───── EXCERPTED RECORDS ─────

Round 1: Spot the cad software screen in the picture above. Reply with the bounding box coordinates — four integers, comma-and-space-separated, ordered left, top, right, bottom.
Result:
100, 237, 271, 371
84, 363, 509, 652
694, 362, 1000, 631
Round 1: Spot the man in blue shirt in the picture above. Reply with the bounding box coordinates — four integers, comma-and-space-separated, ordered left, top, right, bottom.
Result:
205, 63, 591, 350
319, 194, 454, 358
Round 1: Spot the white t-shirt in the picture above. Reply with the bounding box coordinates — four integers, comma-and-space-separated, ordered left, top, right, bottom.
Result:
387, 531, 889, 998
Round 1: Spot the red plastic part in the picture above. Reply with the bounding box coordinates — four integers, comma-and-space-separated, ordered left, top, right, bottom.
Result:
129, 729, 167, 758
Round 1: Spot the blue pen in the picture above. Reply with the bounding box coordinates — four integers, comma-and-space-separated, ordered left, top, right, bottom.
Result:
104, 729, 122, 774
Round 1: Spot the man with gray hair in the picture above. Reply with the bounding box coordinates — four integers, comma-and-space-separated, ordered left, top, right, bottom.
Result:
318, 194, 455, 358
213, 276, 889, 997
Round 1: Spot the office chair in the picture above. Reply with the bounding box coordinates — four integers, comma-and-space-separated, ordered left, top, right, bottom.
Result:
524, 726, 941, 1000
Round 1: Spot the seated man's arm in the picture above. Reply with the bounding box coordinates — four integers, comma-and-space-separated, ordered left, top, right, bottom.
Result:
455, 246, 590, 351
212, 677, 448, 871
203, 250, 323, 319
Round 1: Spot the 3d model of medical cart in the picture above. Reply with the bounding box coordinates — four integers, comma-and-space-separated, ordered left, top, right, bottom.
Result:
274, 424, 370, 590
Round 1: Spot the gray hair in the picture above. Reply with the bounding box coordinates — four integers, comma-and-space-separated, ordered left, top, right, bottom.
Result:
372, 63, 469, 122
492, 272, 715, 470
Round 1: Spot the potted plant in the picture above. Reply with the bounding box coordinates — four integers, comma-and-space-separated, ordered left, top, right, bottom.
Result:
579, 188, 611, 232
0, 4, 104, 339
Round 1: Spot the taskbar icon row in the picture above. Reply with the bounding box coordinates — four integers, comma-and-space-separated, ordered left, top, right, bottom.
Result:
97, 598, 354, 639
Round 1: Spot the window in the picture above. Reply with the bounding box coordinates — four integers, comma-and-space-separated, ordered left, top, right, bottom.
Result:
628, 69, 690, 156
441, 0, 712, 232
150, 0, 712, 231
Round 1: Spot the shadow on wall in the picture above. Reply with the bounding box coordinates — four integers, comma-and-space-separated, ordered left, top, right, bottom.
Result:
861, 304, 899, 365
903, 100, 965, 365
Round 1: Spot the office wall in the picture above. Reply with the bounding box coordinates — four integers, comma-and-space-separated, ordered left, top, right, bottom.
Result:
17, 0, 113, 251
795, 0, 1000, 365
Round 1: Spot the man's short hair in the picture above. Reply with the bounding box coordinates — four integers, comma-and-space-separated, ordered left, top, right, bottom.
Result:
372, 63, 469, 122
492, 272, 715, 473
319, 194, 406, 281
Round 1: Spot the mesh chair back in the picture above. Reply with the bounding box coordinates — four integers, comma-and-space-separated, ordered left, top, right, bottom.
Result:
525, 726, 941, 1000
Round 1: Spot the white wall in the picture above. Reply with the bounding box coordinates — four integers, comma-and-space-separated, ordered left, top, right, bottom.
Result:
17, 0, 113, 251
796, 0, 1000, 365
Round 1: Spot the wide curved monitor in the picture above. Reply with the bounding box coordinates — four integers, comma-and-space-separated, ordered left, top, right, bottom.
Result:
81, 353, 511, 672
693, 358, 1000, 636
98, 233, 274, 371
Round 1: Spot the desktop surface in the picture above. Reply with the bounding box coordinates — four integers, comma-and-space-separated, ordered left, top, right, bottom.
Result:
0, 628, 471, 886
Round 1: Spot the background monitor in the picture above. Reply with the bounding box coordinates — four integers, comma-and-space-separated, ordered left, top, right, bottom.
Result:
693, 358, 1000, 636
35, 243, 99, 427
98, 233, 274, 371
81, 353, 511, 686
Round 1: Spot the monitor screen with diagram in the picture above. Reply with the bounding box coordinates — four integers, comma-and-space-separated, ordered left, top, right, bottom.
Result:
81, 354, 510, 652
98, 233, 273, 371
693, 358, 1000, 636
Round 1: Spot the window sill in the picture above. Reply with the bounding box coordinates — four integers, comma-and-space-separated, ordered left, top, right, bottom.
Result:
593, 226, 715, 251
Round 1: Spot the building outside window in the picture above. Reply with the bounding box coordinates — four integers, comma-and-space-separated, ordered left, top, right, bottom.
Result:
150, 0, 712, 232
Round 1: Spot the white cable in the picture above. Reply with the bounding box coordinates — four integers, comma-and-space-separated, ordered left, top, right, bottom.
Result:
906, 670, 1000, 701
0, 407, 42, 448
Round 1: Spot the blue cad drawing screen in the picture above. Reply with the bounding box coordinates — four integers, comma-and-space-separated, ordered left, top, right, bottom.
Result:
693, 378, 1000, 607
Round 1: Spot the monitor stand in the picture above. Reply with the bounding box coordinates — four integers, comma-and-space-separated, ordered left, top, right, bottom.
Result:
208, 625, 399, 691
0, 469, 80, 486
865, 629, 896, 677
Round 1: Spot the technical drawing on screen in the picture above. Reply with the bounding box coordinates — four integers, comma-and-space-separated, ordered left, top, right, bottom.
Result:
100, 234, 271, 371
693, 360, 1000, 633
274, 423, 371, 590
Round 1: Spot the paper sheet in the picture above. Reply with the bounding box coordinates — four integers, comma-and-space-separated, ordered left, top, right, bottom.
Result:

─────

#### SET TASK
Reproduce every line of the data, requests included, starting at the first line and ending at the line containing "694, 362, 1000, 631". Offset each bounding box coordinate in the answers by -62.

#### TASK RESPONSE
Round 1: Spot the cad software screen in the picture above. Reply with the bounding box coordinates — four integers, comma-and-space-separated, ordered left, top, right, bottom.
Result:
38, 175, 209, 309
22, 301, 447, 590
632, 300, 938, 569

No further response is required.